╭──

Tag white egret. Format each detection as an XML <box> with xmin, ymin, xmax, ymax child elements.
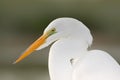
<box><xmin>15</xmin><ymin>18</ymin><xmax>120</xmax><ymax>80</ymax></box>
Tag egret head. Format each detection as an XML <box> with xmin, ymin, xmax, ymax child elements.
<box><xmin>15</xmin><ymin>18</ymin><xmax>92</xmax><ymax>63</ymax></box>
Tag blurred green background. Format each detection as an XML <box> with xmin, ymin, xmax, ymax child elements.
<box><xmin>0</xmin><ymin>0</ymin><xmax>120</xmax><ymax>80</ymax></box>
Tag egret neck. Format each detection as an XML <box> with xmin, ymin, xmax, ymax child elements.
<box><xmin>49</xmin><ymin>37</ymin><xmax>88</xmax><ymax>80</ymax></box>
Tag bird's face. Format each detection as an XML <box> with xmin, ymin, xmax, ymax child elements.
<box><xmin>14</xmin><ymin>17</ymin><xmax>72</xmax><ymax>63</ymax></box>
<box><xmin>14</xmin><ymin>18</ymin><xmax>91</xmax><ymax>63</ymax></box>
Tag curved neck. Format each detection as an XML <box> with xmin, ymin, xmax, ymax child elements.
<box><xmin>49</xmin><ymin>38</ymin><xmax>88</xmax><ymax>80</ymax></box>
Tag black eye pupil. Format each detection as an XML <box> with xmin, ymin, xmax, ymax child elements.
<box><xmin>52</xmin><ymin>29</ymin><xmax>55</xmax><ymax>31</ymax></box>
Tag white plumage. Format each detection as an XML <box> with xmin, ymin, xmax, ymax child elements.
<box><xmin>16</xmin><ymin>18</ymin><xmax>120</xmax><ymax>80</ymax></box>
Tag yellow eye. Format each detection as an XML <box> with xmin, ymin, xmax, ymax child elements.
<box><xmin>47</xmin><ymin>28</ymin><xmax>56</xmax><ymax>37</ymax></box>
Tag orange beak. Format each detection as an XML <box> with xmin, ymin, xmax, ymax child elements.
<box><xmin>13</xmin><ymin>35</ymin><xmax>47</xmax><ymax>64</ymax></box>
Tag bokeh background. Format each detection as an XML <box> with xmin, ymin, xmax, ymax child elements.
<box><xmin>0</xmin><ymin>0</ymin><xmax>120</xmax><ymax>80</ymax></box>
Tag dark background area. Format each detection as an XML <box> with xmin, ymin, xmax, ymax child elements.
<box><xmin>0</xmin><ymin>0</ymin><xmax>120</xmax><ymax>80</ymax></box>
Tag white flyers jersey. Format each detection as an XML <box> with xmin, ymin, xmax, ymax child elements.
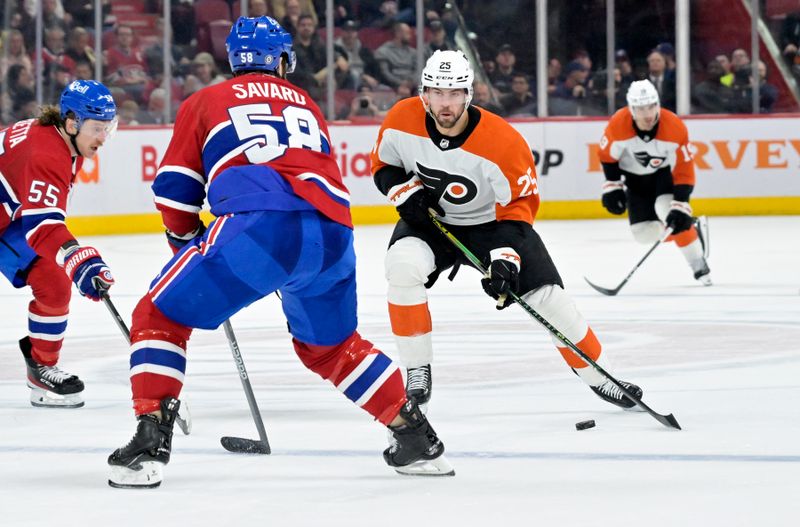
<box><xmin>370</xmin><ymin>97</ymin><xmax>539</xmax><ymax>225</ymax></box>
<box><xmin>600</xmin><ymin>107</ymin><xmax>695</xmax><ymax>185</ymax></box>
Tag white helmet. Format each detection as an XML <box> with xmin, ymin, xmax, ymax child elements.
<box><xmin>421</xmin><ymin>50</ymin><xmax>475</xmax><ymax>107</ymax></box>
<box><xmin>626</xmin><ymin>79</ymin><xmax>660</xmax><ymax>111</ymax></box>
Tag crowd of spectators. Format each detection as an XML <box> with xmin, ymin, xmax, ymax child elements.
<box><xmin>0</xmin><ymin>0</ymin><xmax>800</xmax><ymax>124</ymax></box>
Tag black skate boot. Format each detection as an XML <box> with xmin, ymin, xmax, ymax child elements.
<box><xmin>19</xmin><ymin>337</ymin><xmax>83</xmax><ymax>408</ymax></box>
<box><xmin>406</xmin><ymin>364</ymin><xmax>433</xmax><ymax>406</ymax></box>
<box><xmin>383</xmin><ymin>399</ymin><xmax>455</xmax><ymax>476</ymax></box>
<box><xmin>589</xmin><ymin>381</ymin><xmax>642</xmax><ymax>410</ymax></box>
<box><xmin>108</xmin><ymin>397</ymin><xmax>181</xmax><ymax>489</ymax></box>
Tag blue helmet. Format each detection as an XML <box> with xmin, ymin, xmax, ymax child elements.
<box><xmin>225</xmin><ymin>16</ymin><xmax>297</xmax><ymax>73</ymax></box>
<box><xmin>60</xmin><ymin>80</ymin><xmax>117</xmax><ymax>127</ymax></box>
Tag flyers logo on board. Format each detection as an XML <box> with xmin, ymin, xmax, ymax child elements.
<box><xmin>633</xmin><ymin>152</ymin><xmax>667</xmax><ymax>168</ymax></box>
<box><xmin>417</xmin><ymin>162</ymin><xmax>478</xmax><ymax>205</ymax></box>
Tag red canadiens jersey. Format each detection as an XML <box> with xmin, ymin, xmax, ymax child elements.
<box><xmin>153</xmin><ymin>74</ymin><xmax>352</xmax><ymax>234</ymax></box>
<box><xmin>370</xmin><ymin>97</ymin><xmax>539</xmax><ymax>225</ymax></box>
<box><xmin>0</xmin><ymin>119</ymin><xmax>83</xmax><ymax>265</ymax></box>
<box><xmin>600</xmin><ymin>107</ymin><xmax>695</xmax><ymax>185</ymax></box>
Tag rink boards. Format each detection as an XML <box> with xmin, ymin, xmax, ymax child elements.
<box><xmin>68</xmin><ymin>115</ymin><xmax>800</xmax><ymax>235</ymax></box>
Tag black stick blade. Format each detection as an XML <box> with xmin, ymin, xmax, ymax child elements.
<box><xmin>219</xmin><ymin>436</ymin><xmax>272</xmax><ymax>454</ymax></box>
<box><xmin>583</xmin><ymin>276</ymin><xmax>625</xmax><ymax>296</ymax></box>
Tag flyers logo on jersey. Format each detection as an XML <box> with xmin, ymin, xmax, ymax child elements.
<box><xmin>417</xmin><ymin>162</ymin><xmax>478</xmax><ymax>205</ymax></box>
<box><xmin>633</xmin><ymin>152</ymin><xmax>667</xmax><ymax>168</ymax></box>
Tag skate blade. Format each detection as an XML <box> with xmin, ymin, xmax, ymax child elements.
<box><xmin>394</xmin><ymin>455</ymin><xmax>456</xmax><ymax>477</ymax></box>
<box><xmin>108</xmin><ymin>461</ymin><xmax>164</xmax><ymax>489</ymax></box>
<box><xmin>28</xmin><ymin>385</ymin><xmax>84</xmax><ymax>408</ymax></box>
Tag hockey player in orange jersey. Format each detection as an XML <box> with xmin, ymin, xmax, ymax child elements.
<box><xmin>371</xmin><ymin>51</ymin><xmax>642</xmax><ymax>408</ymax></box>
<box><xmin>600</xmin><ymin>80</ymin><xmax>711</xmax><ymax>285</ymax></box>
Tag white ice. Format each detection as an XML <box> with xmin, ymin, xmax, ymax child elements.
<box><xmin>0</xmin><ymin>217</ymin><xmax>800</xmax><ymax>527</ymax></box>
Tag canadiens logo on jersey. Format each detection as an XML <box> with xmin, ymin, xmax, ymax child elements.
<box><xmin>417</xmin><ymin>161</ymin><xmax>478</xmax><ymax>205</ymax></box>
<box><xmin>633</xmin><ymin>152</ymin><xmax>667</xmax><ymax>168</ymax></box>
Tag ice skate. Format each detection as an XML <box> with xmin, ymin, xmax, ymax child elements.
<box><xmin>108</xmin><ymin>397</ymin><xmax>181</xmax><ymax>489</ymax></box>
<box><xmin>383</xmin><ymin>399</ymin><xmax>456</xmax><ymax>476</ymax></box>
<box><xmin>589</xmin><ymin>380</ymin><xmax>642</xmax><ymax>410</ymax></box>
<box><xmin>406</xmin><ymin>364</ymin><xmax>433</xmax><ymax>406</ymax></box>
<box><xmin>19</xmin><ymin>337</ymin><xmax>84</xmax><ymax>408</ymax></box>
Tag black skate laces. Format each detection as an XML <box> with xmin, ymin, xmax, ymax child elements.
<box><xmin>408</xmin><ymin>366</ymin><xmax>431</xmax><ymax>391</ymax></box>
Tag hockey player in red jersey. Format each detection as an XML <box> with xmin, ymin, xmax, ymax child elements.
<box><xmin>0</xmin><ymin>81</ymin><xmax>117</xmax><ymax>408</ymax></box>
<box><xmin>600</xmin><ymin>80</ymin><xmax>711</xmax><ymax>285</ymax></box>
<box><xmin>371</xmin><ymin>51</ymin><xmax>642</xmax><ymax>408</ymax></box>
<box><xmin>108</xmin><ymin>17</ymin><xmax>453</xmax><ymax>488</ymax></box>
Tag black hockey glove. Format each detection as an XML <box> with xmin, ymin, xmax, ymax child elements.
<box><xmin>666</xmin><ymin>201</ymin><xmax>694</xmax><ymax>234</ymax></box>
<box><xmin>396</xmin><ymin>180</ymin><xmax>444</xmax><ymax>228</ymax></box>
<box><xmin>603</xmin><ymin>181</ymin><xmax>627</xmax><ymax>214</ymax></box>
<box><xmin>164</xmin><ymin>222</ymin><xmax>206</xmax><ymax>254</ymax></box>
<box><xmin>481</xmin><ymin>247</ymin><xmax>520</xmax><ymax>309</ymax></box>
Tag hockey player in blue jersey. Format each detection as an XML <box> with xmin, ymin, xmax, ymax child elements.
<box><xmin>108</xmin><ymin>17</ymin><xmax>453</xmax><ymax>487</ymax></box>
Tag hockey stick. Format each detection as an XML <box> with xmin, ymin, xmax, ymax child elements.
<box><xmin>428</xmin><ymin>210</ymin><xmax>681</xmax><ymax>430</ymax></box>
<box><xmin>220</xmin><ymin>320</ymin><xmax>272</xmax><ymax>454</ymax></box>
<box><xmin>94</xmin><ymin>290</ymin><xmax>192</xmax><ymax>436</ymax></box>
<box><xmin>583</xmin><ymin>227</ymin><xmax>672</xmax><ymax>296</ymax></box>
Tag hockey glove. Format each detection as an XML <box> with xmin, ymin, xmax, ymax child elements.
<box><xmin>64</xmin><ymin>245</ymin><xmax>114</xmax><ymax>302</ymax></box>
<box><xmin>481</xmin><ymin>247</ymin><xmax>520</xmax><ymax>309</ymax></box>
<box><xmin>165</xmin><ymin>222</ymin><xmax>206</xmax><ymax>255</ymax></box>
<box><xmin>665</xmin><ymin>201</ymin><xmax>694</xmax><ymax>234</ymax></box>
<box><xmin>388</xmin><ymin>176</ymin><xmax>444</xmax><ymax>228</ymax></box>
<box><xmin>603</xmin><ymin>181</ymin><xmax>627</xmax><ymax>214</ymax></box>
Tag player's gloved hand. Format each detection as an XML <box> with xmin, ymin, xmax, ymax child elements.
<box><xmin>64</xmin><ymin>245</ymin><xmax>114</xmax><ymax>302</ymax></box>
<box><xmin>388</xmin><ymin>176</ymin><xmax>444</xmax><ymax>227</ymax></box>
<box><xmin>165</xmin><ymin>222</ymin><xmax>206</xmax><ymax>254</ymax></box>
<box><xmin>481</xmin><ymin>247</ymin><xmax>521</xmax><ymax>309</ymax></box>
<box><xmin>665</xmin><ymin>201</ymin><xmax>694</xmax><ymax>234</ymax></box>
<box><xmin>602</xmin><ymin>181</ymin><xmax>627</xmax><ymax>214</ymax></box>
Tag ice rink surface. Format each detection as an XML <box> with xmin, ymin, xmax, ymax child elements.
<box><xmin>0</xmin><ymin>217</ymin><xmax>800</xmax><ymax>527</ymax></box>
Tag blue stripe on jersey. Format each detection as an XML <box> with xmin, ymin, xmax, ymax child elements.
<box><xmin>152</xmin><ymin>170</ymin><xmax>206</xmax><ymax>207</ymax></box>
<box><xmin>344</xmin><ymin>353</ymin><xmax>392</xmax><ymax>402</ymax></box>
<box><xmin>28</xmin><ymin>319</ymin><xmax>67</xmax><ymax>335</ymax></box>
<box><xmin>131</xmin><ymin>348</ymin><xmax>186</xmax><ymax>373</ymax></box>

╰──

Task ::
Which lines in the data above contain the word "flyers"? Pull out each one and copy it in full.

Response ::
Tag white flyers jersey. Format each detection as an XML <box> with xmin, ymin, xmax, ymax child elements.
Tag flyers logo on board. Format each detection as an XML <box> with xmin, ymin, xmax, ymax child elements.
Tag flyers logo on jersey. Format each detection as an XML <box> with xmin, ymin, xmax, ymax child elements.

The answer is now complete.